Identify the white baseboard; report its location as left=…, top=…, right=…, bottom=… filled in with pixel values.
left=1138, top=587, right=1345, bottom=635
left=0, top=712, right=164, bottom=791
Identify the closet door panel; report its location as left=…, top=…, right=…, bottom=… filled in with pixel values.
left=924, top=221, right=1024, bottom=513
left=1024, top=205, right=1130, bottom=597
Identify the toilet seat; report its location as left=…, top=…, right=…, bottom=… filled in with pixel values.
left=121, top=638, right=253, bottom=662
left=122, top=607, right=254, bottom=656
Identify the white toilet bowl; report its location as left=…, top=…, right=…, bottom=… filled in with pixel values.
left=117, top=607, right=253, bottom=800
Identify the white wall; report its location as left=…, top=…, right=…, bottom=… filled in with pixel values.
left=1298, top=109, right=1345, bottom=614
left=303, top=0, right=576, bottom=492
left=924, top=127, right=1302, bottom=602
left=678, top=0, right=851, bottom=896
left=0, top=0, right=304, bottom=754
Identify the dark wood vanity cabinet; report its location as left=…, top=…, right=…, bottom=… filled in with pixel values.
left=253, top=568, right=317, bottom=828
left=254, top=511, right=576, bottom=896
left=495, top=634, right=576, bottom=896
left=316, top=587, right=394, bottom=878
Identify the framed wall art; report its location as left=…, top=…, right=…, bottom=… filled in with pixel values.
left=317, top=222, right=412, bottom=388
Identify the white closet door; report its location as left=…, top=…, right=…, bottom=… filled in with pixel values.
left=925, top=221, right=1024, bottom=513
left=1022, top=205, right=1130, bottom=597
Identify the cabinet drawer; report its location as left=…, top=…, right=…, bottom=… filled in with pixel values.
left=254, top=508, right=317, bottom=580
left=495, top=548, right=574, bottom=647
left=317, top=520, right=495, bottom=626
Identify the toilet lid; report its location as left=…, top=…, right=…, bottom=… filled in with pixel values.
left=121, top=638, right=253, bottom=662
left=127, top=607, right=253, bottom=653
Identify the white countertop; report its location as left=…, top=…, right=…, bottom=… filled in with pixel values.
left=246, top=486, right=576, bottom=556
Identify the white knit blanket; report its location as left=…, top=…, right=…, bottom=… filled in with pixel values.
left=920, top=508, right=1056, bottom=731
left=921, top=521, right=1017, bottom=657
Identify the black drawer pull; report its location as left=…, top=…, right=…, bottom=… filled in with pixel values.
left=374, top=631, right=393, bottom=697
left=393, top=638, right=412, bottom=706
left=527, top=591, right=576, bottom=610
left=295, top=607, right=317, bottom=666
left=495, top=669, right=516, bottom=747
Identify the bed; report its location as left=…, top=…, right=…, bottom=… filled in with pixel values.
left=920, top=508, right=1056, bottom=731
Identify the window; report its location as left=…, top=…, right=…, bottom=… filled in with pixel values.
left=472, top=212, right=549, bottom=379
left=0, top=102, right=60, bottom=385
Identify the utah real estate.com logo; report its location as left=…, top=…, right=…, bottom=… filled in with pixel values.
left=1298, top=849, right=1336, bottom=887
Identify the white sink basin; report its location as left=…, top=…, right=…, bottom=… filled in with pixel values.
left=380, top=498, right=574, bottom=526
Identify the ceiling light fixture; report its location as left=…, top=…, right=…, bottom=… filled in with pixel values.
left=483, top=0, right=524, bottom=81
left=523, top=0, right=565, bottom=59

:: SHORT TASK ::
Put the items above into a two-column CSV with the columns instruction and result, one row per item. Each row holds the item's text and all of its answers, each in a single quoted field with line breaks replaced by spaces.

:: THE COMPLETED TASK ::
instruction,result
"Identify the white baseboard; report its location as left=…, top=…, right=…, bottom=… filled in with pixel values.","left=1138, top=587, right=1345, bottom=635 left=0, top=712, right=164, bottom=791"
"Identify the closet door panel; report its location as left=…, top=…, right=…, bottom=… filled in with pixel values.","left=924, top=221, right=1024, bottom=513 left=1024, top=205, right=1130, bottom=597"
"Identify the toilet seat; report its location as left=…, top=…, right=…, bottom=… filled in with pixel values.","left=121, top=638, right=253, bottom=662 left=122, top=607, right=254, bottom=656"
"Identify the white toilet bowl; report its location as left=…, top=…, right=…, bottom=… filled in with pixel values.","left=117, top=607, right=253, bottom=800"
"Identify the white wall; report its location as left=…, top=…, right=…, bottom=… filled in with pixel values.","left=1298, top=109, right=1345, bottom=614 left=303, top=0, right=576, bottom=492 left=924, top=127, right=1302, bottom=602 left=678, top=0, right=851, bottom=896 left=0, top=0, right=304, bottom=754"
"Identify the dark wood vanity cabinet; report its location as left=…, top=…, right=…, bottom=… filled in with pixel values.","left=253, top=568, right=317, bottom=828 left=254, top=511, right=576, bottom=896 left=495, top=634, right=576, bottom=896 left=316, top=587, right=394, bottom=878"
"Identify the framed wall art; report its location as left=…, top=…, right=…, bottom=… filled in with pixel values.","left=317, top=222, right=412, bottom=388"
"Identify the white closet door; report its location as left=…, top=…, right=…, bottom=… filled in with pixel values.","left=925, top=221, right=1024, bottom=513 left=1022, top=205, right=1130, bottom=597"
"Identify the cabinet drawer; report its location as left=…, top=…, right=…, bottom=… filled in with pixel values.","left=254, top=508, right=317, bottom=580 left=495, top=548, right=574, bottom=647 left=317, top=520, right=495, bottom=626"
"Identify the toilet lid; report its location as left=…, top=…, right=…, bottom=… filled in with pixel values.","left=121, top=638, right=253, bottom=662 left=127, top=607, right=253, bottom=653"
"Identify the white countertop; report its location as left=…, top=…, right=…, bottom=… filled in with pixel values.","left=246, top=486, right=576, bottom=556"
"Identify the white knit blanket; report its location as left=…, top=…, right=…, bottom=… filled in with pixel values.","left=920, top=508, right=1056, bottom=731 left=921, top=521, right=1017, bottom=657"
"Identify the black drawer pull; report its location as left=…, top=…, right=…, bottom=… filled in with pixel values.","left=374, top=631, right=393, bottom=697 left=393, top=638, right=412, bottom=706 left=527, top=591, right=576, bottom=610 left=295, top=607, right=317, bottom=666 left=495, top=669, right=516, bottom=747"
"Identify the bed; report its location as left=…, top=…, right=…, bottom=… filled in with pixel values.","left=920, top=508, right=1056, bottom=731"
"Identify the window; report its location as left=…, top=…, right=…, bottom=… filled in with pixel values.","left=472, top=212, right=549, bottom=379 left=0, top=102, right=60, bottom=385"
"Identify the utah real estate.com logo; report its location as left=…, top=…, right=…, bottom=… filled in with pixel values.","left=1298, top=849, right=1336, bottom=887"
"Identify the white sink basin; report its location as left=…, top=…, right=…, bottom=… filled in with pixel values.","left=380, top=498, right=574, bottom=526"
"Identify the ceiling light fixture; report its location as left=…, top=…, right=…, bottom=… filled in with pixel values.","left=483, top=0, right=524, bottom=81 left=523, top=0, right=565, bottom=59"